Задание — Дословно перепишите из текста о ремеслах Мосула всё от слов «Они собираются по» до слов «ладони по пятницам.» включительно.

Исходный текст —
--- --- ---

Один уста, несмотря на свое старание и хорошее качество изделий, никак не мог принести домой достаточного для семьи количества денег. Его жена, расстроенная таким ходом дел, как-то стала уговаривать своего мужа бросить профессию ткача и заняться другим, более прибыльным делом. «Разве тебе недостаточно, что тебя называют «янча», а меня, уста»?» Аргумент был настолько веским, что хозяйка дома не могла возразить своему мужу.

Каждая женщина в Мосуле, особенно если она из простой и необеспеченной семьи, должна уметь прясть шерсть и хлопок. Здесь прядут на специальном веретене магзаль — длинной строганой палочке с крестовиной на одном конце и металлическим крючком на другом. В доме женщины, не умеющей прясть, никогда не будет полного достатка. Девушки учатся прясть еще в детстве, и часто можно встретить пожилую женщину с «выводком» маленьких учениц, которые под ее присмотром осваивают эту незамысловатую, но нужную профессию.

Они собираются по четвергам и весь день работают. Готовую пряжу женщина относит на рынок, продает ее и покупает девочкам сласти, фисташки, которые раздает им по субботам. Иногда учительница на вырученные деньги покупает хну, которой девочки красят свои ладони по пятницам.

В Мосуле есть сук аль-газаль — специальный рынок для продажи пряжи, шерсти, хлопка и прочих изделий ткачей. Это настолько известное в городе место, что когда хотят сказать о чем-то само собой разумеющемся, то говорят: «Это же ясно, как тропинка на сук аль-газаль». На рынке обычно шумно: трещат веретена, стучат ткацкие станки, громко торгуются женщины. Крик стоит такой, что, как говорят в Мосуле, «аль-виляйди ма таараф валядага» (мать не может услыхать своего дитяти).

Прежде чем хлопок или шерсть попадает к прядильщику, они проходят, через руки чесальщика — наддаф. Его рабочие инструменты — это кус — выгнутая гибкая палка, закрепленная одним концам на толстом чурбане, и жек — короткий обрубок, которым наддаф ударяет по натянутой как тетива веревке, соединяющей оба конца куса. Наддаф работает сидя на корточках. В Мосуле много поговорок, связанных с инструментами чесальщика» Так, например, если женщина высока ростом и сутуловата, ее сравнивают с кусом наддафа.

--- --- ---

Предоставленный материал —
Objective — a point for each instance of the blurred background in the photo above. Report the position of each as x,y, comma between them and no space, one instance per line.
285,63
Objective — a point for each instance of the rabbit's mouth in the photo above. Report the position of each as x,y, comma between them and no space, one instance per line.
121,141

--- --- ---

Правильный ответ —
Они собираются по четвергам и весь день работают. Готовую пряжу женщина относит на рынок, продает ее и покупает девочкам сласти, фисташки, которые раздает им по субботам. Иногда учительница на вырученные деньги покупает хну, которой девочки красят свои ладони по пятницам.